### What to do
Please swap "Changelog entry" for "Release note" throughout all the records below, and leave everything else unchanged.

### Material for this exercise
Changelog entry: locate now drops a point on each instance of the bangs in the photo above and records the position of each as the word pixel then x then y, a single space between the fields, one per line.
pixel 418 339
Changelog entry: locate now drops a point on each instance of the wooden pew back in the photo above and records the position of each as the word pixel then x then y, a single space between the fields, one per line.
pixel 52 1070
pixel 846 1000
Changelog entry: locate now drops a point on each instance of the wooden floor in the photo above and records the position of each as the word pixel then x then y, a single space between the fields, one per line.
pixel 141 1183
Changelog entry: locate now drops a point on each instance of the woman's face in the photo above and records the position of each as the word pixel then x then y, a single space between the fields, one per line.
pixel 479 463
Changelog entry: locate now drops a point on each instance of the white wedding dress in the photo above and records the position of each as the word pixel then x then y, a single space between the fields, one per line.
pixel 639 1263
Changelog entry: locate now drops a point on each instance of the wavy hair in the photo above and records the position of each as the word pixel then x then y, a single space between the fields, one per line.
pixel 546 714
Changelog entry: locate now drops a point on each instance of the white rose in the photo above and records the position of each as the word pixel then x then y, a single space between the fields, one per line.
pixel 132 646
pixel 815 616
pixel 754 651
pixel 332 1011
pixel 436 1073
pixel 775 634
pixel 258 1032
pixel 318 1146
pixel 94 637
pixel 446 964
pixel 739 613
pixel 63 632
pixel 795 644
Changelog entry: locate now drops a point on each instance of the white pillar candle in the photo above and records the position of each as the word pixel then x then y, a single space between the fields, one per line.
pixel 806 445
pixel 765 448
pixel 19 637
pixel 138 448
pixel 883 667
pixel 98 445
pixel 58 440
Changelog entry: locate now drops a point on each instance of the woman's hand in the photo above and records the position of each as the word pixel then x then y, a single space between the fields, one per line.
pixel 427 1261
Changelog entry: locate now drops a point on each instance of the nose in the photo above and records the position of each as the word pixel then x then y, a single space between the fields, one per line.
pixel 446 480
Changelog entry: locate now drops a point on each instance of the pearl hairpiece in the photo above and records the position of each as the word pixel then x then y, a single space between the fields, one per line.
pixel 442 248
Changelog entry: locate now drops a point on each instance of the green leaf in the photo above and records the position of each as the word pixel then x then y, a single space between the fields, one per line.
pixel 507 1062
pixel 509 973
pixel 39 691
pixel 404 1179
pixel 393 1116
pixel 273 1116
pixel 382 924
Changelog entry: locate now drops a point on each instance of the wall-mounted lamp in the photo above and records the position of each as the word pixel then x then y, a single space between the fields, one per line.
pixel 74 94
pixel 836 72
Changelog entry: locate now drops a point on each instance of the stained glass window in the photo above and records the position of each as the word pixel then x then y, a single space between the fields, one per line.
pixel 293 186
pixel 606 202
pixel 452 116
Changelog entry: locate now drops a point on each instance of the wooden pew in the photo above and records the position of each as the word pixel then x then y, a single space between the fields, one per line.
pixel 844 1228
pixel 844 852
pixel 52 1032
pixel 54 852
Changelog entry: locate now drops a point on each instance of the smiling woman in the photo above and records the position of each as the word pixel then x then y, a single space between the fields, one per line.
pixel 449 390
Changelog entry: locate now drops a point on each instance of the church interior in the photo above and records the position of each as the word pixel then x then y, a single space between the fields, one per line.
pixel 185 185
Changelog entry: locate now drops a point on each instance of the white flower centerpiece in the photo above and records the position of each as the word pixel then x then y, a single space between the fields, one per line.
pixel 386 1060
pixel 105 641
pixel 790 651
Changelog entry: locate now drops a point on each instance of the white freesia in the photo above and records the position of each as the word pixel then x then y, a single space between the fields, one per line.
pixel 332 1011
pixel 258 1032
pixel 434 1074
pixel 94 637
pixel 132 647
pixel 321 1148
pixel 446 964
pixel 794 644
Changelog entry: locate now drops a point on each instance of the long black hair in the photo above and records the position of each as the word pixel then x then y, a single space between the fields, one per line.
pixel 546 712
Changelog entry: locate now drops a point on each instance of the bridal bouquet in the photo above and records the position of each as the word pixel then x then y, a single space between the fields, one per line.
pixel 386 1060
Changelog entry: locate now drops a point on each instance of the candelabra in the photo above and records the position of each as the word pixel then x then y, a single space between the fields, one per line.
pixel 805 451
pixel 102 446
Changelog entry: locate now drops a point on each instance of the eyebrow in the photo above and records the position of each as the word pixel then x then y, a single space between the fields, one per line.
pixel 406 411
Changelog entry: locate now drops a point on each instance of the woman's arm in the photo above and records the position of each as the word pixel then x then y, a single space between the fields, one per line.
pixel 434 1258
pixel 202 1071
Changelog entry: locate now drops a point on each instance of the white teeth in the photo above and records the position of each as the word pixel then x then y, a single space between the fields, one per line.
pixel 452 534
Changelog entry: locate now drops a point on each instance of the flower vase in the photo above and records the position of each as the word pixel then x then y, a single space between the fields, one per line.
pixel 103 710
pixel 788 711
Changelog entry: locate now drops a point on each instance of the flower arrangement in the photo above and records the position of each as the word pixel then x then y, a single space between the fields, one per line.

### Written solution
Release note: locate now drops a point on each instance of the bangs in the photo above and records the position of each as the word pixel then x then y, a single space between the fields, one per line.
pixel 418 339
Release note: locate now drops a point on each instance of the wooden pew back in the photo above and records the position of each as the word pixel then x then y, a single space between the fields, one per line.
pixel 52 1070
pixel 846 1000
Release note: locate now drops a point on each instance of the wooden floor in the photo above and records the position of each as the word pixel then x then y, a single space between the fields, one per line.
pixel 141 1183
Release note: locate now drops a point on each instance of the woman's face in the photo above and records the position of each as the word pixel then x then y, a single space between the fields, one per line.
pixel 479 463
Release note: locate now drops a point on each instance of the white wedding dress in the photo above and records the position of each as the word pixel then x then y, a single space between the fields, one per line.
pixel 639 1263
Release note: locate now drops a point on each instance of the wavy hair in the photo above and records the position of each as the word pixel then x then y, a single space between the fields, one per line.
pixel 546 714
Release note: locate now drops a point on each instance of the white rose in the photo above and records the position of each as the word pixel then x then y, a single space between the fields, one per line.
pixel 132 646
pixel 815 616
pixel 754 651
pixel 332 1011
pixel 436 1073
pixel 775 634
pixel 258 1032
pixel 318 1146
pixel 94 637
pixel 446 964
pixel 739 613
pixel 63 632
pixel 795 644
Release note: locate now drops a point on each instance of the white pillar candle in the photo above and records the position of each as the word pixel then x then y, a single space between the fields, one per line.
pixel 806 445
pixel 765 448
pixel 19 637
pixel 138 448
pixel 883 667
pixel 98 445
pixel 58 440
Release note: locate now drops a point on each instance of the woman's hand in the photo above and records the position of each as the word pixel then x then y, a single space between the fields, one per line.
pixel 427 1261
Release note: locate now drops a point on each instance of the nose in the photo above and records the position of each as the word pixel then x then y, a single space between the fields, one per line.
pixel 446 480
Release note: locate now drops a point on each instance of the pearl hairpiece in the photo above and records the position of each as the word pixel then x then y, a single space between the fields, one per line.
pixel 442 248
Release note: locate now drops a point on each instance of the green leaf in the photo above and records the position of each as the word pixel then x then y, a single space between the fields, one per line.
pixel 507 1062
pixel 509 973
pixel 39 691
pixel 404 1179
pixel 393 1116
pixel 273 1116
pixel 382 924
Release note: locate now drops a point on each instance of the wall-mounted lamp in the photo above and records the position of each as the word pixel then x then y, a single space between the fields, one per line.
pixel 74 94
pixel 836 72
Release note: locate now drops a point on each instance of the stained glass window in the photo above and records the position of each as the word pixel then x then y, a single space between the fields, one per line.
pixel 293 186
pixel 606 202
pixel 452 116
Release note: locate now drops a point on each instance of the wooden pew in the photo above and records the position of each as the word pixel then x then y, a single space between the fields, one per line.
pixel 844 1228
pixel 844 852
pixel 52 1032
pixel 54 852
Release note: locate now drops a point on each instance of the smiling woman in the photo above and records the position of each as the word pixel then x then y, a single space between the fields, one per line.
pixel 449 390
Release note: locate now drops a point on each instance of the church interior in the photo above and records the position of each as the word pixel then x then y, a single space between the fields, one per line.
pixel 185 185
Release note: locate now drops a point on each instance of the white flower centerpiece in the photo above and records the position of each as the word pixel then x then y, a single space between the fields, one per line.
pixel 386 1060
pixel 105 641
pixel 790 651
Release note: locate now drops a point on each instance of the white freesia in the photo above and records the position of each as the word pixel then x then y, a single space between the fields, one per line.
pixel 332 1011
pixel 258 1032
pixel 434 1074
pixel 94 637
pixel 132 647
pixel 321 1148
pixel 446 964
pixel 794 644
Release note: locate now drops a point on each instance of the long black hair in the photo above and records the position of each as the word pixel then x then y, a single space between the fields, one per line.
pixel 546 712
Release note: locate now drops a point on each instance of the bridal bouquet in the photo above and records the position of each as the word pixel then x then y, a single space between the fields, one per line.
pixel 386 1060
Release note: locate now drops a point on each instance of the candelabra in the photo above and records the position of each as the word pixel then x then y, a single space between the fields, one per line.
pixel 805 451
pixel 102 446
Release note: locate now drops a point on each instance of the eyebrow in the photo above and records the position of each as the word pixel then x then y, a single space between the fields, one per line.
pixel 406 411
Release note: locate now drops a point on each instance of the woman's arm in the photo above and records the position of each as the word pixel then x then y, a single space between the fields, one per line.
pixel 434 1258
pixel 202 1071
Release note: locate now drops a point on each instance of the white teeth in the photo above and records the position of each as the word pixel then x then y, a single space between the fields, one per line.
pixel 452 534
Release note: locate now drops a point on each instance of the flower vase in the photo above and records the position of each as the word pixel then x then y, a single space between the fields, one per line.
pixel 103 710
pixel 788 711
Release note: locate now drops a point on each instance of the flower arrangement in the photo above and records the position of each as the word pixel then x then y, a single space between the fields, one per line.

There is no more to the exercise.